▸ Your instructions
Count the lines below that contain the word "hair" and give only that number.

Stored data

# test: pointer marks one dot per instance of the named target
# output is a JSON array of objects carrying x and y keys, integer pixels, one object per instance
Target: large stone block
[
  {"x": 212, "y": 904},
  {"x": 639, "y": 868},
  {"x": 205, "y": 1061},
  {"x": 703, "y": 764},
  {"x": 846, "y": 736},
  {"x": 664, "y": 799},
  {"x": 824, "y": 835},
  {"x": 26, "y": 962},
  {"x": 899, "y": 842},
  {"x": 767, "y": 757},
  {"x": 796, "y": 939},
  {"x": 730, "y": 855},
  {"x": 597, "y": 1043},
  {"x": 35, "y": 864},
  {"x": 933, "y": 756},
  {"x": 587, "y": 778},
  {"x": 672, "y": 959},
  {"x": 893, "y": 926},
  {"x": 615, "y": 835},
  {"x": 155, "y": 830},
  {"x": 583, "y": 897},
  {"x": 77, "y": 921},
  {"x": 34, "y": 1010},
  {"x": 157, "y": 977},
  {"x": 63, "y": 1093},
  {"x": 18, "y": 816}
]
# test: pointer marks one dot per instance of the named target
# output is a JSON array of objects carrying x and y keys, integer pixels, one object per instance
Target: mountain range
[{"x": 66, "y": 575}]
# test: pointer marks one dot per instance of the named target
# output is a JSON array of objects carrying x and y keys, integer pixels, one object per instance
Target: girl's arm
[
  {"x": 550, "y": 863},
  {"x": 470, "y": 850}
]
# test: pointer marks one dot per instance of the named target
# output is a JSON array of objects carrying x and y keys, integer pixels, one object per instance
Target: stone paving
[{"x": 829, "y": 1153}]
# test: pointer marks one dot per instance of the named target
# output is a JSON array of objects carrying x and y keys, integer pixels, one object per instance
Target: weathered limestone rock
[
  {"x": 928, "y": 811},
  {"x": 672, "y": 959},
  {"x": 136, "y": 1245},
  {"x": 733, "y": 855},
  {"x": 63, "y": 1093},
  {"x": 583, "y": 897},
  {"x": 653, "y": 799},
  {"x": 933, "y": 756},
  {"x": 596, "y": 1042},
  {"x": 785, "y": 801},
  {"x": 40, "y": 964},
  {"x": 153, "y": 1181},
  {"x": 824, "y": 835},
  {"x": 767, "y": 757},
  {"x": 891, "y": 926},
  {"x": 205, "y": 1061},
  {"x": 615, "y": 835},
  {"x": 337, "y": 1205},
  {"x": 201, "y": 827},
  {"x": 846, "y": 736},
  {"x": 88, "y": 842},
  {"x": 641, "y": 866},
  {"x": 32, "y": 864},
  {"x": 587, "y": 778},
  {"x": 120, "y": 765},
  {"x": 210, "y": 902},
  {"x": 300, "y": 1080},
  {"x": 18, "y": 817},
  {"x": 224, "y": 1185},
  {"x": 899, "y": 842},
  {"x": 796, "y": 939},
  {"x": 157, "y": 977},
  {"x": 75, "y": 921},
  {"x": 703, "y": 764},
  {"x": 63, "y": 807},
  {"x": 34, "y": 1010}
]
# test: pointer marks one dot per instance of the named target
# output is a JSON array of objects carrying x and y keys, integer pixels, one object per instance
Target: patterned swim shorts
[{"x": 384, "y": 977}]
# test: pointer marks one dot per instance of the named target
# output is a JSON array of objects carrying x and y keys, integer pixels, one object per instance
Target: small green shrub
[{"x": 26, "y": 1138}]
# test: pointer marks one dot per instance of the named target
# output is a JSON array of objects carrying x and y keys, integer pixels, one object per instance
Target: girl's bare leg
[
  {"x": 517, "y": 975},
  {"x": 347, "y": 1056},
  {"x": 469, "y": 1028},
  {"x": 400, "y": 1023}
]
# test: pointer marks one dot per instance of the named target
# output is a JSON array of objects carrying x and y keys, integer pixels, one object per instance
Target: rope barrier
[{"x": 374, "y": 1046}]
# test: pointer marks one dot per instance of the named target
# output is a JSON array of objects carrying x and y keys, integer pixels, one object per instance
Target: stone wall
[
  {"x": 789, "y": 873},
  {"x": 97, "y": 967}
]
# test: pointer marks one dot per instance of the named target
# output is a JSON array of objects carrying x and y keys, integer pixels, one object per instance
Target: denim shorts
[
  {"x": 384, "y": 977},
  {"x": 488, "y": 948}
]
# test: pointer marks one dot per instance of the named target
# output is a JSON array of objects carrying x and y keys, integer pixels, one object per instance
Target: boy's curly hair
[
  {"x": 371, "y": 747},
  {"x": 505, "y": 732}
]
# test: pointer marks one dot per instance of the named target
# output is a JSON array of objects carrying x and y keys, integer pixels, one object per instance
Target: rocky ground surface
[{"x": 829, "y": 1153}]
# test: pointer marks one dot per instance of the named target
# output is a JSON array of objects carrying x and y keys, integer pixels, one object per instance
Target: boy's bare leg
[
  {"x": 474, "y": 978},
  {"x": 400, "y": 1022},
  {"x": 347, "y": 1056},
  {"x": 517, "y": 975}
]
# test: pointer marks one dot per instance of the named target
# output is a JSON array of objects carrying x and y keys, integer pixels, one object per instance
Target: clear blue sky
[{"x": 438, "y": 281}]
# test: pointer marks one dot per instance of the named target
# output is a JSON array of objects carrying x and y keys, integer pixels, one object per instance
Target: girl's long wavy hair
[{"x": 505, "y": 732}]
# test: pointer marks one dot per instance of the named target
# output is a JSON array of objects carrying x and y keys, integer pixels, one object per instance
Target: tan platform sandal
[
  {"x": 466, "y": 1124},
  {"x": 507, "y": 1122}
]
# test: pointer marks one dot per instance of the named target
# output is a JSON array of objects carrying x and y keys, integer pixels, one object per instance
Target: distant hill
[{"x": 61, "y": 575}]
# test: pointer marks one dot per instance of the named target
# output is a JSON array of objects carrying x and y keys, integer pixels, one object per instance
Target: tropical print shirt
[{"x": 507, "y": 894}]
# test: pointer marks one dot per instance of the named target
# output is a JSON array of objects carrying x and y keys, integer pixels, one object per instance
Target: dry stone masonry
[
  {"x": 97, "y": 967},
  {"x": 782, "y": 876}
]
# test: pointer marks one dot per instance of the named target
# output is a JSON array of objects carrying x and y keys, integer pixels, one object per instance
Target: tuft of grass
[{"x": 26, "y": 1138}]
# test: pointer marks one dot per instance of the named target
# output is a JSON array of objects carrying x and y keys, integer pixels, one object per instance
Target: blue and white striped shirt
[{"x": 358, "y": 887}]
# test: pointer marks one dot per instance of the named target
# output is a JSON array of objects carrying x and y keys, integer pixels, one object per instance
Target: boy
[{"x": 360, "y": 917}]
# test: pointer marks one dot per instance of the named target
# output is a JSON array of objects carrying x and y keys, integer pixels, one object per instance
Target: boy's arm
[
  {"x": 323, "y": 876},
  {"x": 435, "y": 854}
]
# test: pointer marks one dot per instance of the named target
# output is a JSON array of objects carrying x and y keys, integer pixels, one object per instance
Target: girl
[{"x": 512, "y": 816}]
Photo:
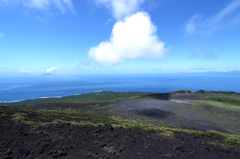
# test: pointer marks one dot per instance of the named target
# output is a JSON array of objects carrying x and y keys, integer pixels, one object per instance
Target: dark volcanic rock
[{"x": 57, "y": 141}]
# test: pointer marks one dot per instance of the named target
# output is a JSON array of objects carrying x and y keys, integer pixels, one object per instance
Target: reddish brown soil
[{"x": 20, "y": 141}]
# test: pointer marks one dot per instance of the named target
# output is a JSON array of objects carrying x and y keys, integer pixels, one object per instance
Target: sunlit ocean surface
[{"x": 22, "y": 88}]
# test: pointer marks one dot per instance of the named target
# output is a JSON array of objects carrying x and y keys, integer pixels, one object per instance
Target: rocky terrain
[{"x": 57, "y": 130}]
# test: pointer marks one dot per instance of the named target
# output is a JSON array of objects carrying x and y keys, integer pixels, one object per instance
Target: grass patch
[{"x": 84, "y": 97}]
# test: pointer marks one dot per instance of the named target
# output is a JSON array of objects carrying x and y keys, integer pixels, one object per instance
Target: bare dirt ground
[{"x": 22, "y": 141}]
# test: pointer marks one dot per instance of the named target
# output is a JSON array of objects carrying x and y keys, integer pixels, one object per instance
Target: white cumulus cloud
[
  {"x": 198, "y": 24},
  {"x": 62, "y": 5},
  {"x": 51, "y": 69},
  {"x": 134, "y": 37},
  {"x": 121, "y": 8}
]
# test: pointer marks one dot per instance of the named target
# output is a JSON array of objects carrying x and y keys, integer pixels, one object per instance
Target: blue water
[{"x": 22, "y": 88}]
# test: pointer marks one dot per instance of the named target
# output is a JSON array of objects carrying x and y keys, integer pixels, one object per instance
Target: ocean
[{"x": 22, "y": 88}]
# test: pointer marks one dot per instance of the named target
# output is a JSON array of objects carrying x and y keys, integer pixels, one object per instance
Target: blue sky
[{"x": 118, "y": 36}]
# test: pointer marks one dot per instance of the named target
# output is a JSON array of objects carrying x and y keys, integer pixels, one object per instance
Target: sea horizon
[{"x": 13, "y": 89}]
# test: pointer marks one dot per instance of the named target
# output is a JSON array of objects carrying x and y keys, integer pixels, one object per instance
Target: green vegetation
[
  {"x": 180, "y": 91},
  {"x": 85, "y": 97},
  {"x": 222, "y": 108},
  {"x": 90, "y": 119}
]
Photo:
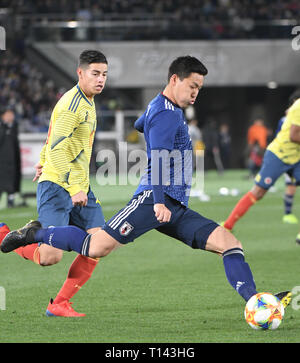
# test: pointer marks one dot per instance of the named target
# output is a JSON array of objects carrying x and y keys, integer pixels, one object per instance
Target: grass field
[{"x": 157, "y": 290}]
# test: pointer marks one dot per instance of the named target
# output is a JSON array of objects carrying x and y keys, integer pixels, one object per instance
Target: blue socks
[
  {"x": 69, "y": 238},
  {"x": 238, "y": 273},
  {"x": 288, "y": 203}
]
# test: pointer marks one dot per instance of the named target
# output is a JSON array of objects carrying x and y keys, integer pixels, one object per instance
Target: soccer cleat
[
  {"x": 227, "y": 229},
  {"x": 63, "y": 309},
  {"x": 290, "y": 219},
  {"x": 285, "y": 298},
  {"x": 21, "y": 237}
]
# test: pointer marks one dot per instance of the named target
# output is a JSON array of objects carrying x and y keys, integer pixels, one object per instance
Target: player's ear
[{"x": 173, "y": 79}]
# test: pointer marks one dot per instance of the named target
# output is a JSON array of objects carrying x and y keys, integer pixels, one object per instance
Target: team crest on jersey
[
  {"x": 268, "y": 180},
  {"x": 125, "y": 229}
]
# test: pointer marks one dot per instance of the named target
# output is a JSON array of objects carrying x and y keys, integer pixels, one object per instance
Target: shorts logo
[
  {"x": 268, "y": 180},
  {"x": 125, "y": 229}
]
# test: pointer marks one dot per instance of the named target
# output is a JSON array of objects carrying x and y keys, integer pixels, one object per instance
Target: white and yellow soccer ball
[{"x": 264, "y": 311}]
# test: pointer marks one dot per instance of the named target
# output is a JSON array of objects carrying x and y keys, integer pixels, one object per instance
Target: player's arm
[{"x": 161, "y": 139}]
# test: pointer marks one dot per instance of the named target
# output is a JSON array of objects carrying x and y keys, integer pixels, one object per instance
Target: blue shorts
[
  {"x": 138, "y": 218},
  {"x": 272, "y": 168},
  {"x": 55, "y": 208}
]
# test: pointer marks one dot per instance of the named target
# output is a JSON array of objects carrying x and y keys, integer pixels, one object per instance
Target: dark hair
[
  {"x": 294, "y": 96},
  {"x": 91, "y": 56},
  {"x": 184, "y": 66}
]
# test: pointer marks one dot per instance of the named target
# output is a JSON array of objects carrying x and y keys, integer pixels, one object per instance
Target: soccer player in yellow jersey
[
  {"x": 63, "y": 193},
  {"x": 282, "y": 156}
]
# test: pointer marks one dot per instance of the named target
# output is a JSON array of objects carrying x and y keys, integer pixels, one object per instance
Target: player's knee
[{"x": 220, "y": 240}]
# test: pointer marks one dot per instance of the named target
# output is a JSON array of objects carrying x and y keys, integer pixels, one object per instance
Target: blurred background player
[
  {"x": 290, "y": 183},
  {"x": 281, "y": 156},
  {"x": 63, "y": 193},
  {"x": 257, "y": 143}
]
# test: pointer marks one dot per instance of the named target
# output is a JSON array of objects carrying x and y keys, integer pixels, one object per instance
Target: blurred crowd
[
  {"x": 24, "y": 89},
  {"x": 206, "y": 19},
  {"x": 181, "y": 9}
]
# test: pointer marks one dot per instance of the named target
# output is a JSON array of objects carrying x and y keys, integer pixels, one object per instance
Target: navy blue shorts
[
  {"x": 55, "y": 208},
  {"x": 272, "y": 168},
  {"x": 138, "y": 217}
]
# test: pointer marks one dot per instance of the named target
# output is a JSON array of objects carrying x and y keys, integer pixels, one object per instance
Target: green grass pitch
[{"x": 157, "y": 290}]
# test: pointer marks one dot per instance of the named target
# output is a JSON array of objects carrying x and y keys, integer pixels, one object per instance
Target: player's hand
[
  {"x": 38, "y": 171},
  {"x": 162, "y": 213},
  {"x": 80, "y": 199}
]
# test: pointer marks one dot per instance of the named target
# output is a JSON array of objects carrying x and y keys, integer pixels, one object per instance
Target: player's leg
[
  {"x": 270, "y": 171},
  {"x": 135, "y": 219},
  {"x": 199, "y": 232},
  {"x": 91, "y": 219},
  {"x": 288, "y": 200}
]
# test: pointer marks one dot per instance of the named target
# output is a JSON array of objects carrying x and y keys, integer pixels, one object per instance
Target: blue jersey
[
  {"x": 279, "y": 126},
  {"x": 169, "y": 151}
]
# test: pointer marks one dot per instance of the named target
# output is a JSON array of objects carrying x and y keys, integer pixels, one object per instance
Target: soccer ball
[{"x": 264, "y": 311}]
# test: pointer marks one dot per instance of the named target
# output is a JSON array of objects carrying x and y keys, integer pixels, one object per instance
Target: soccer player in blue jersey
[{"x": 161, "y": 199}]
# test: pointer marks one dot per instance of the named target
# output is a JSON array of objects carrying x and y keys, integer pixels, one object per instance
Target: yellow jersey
[
  {"x": 282, "y": 146},
  {"x": 66, "y": 154}
]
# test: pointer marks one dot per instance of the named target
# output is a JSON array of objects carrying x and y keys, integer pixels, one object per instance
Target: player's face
[
  {"x": 186, "y": 91},
  {"x": 92, "y": 79}
]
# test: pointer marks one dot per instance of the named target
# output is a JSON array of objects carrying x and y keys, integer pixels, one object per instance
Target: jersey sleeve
[{"x": 61, "y": 142}]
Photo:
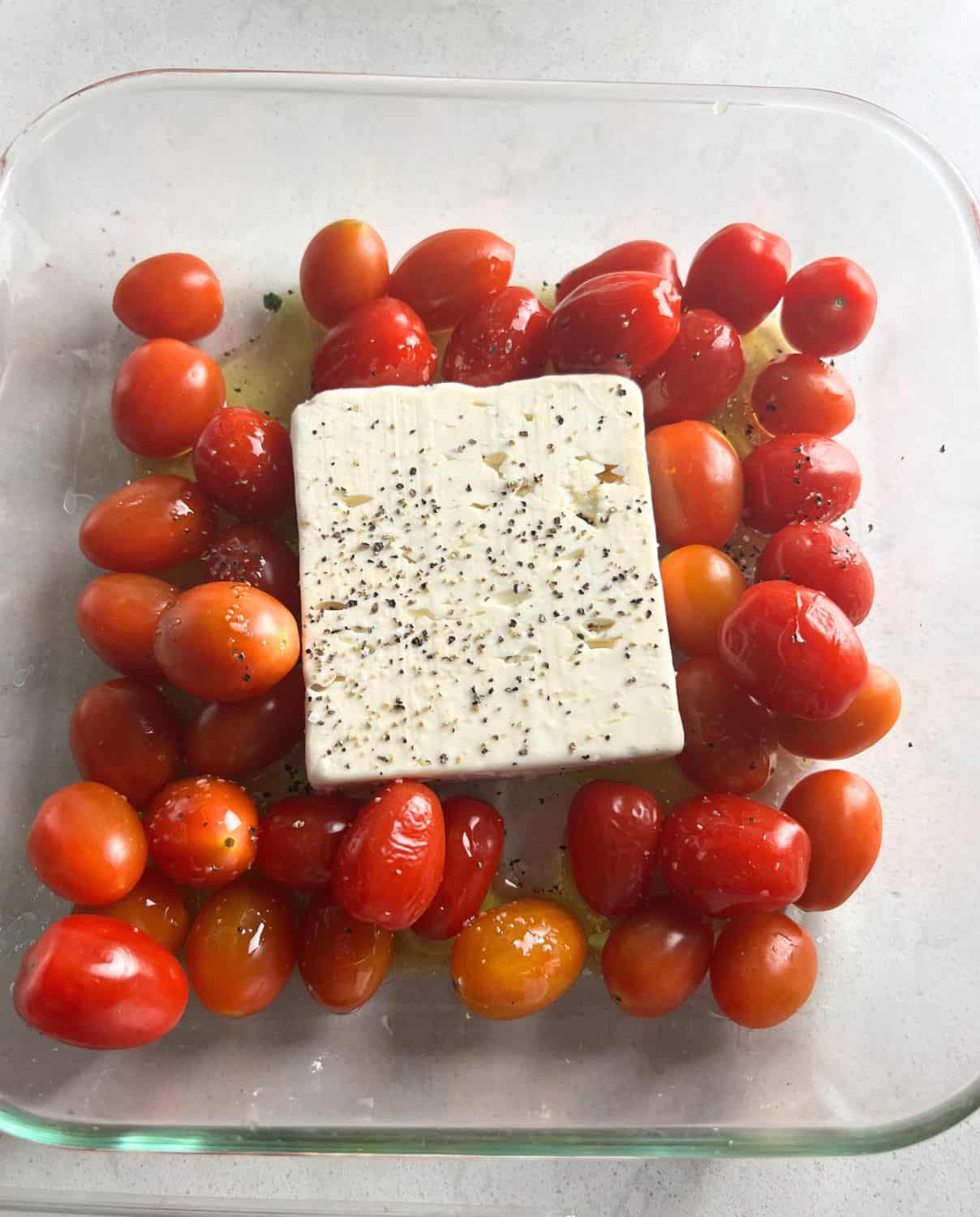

▸ Result of the exercise
3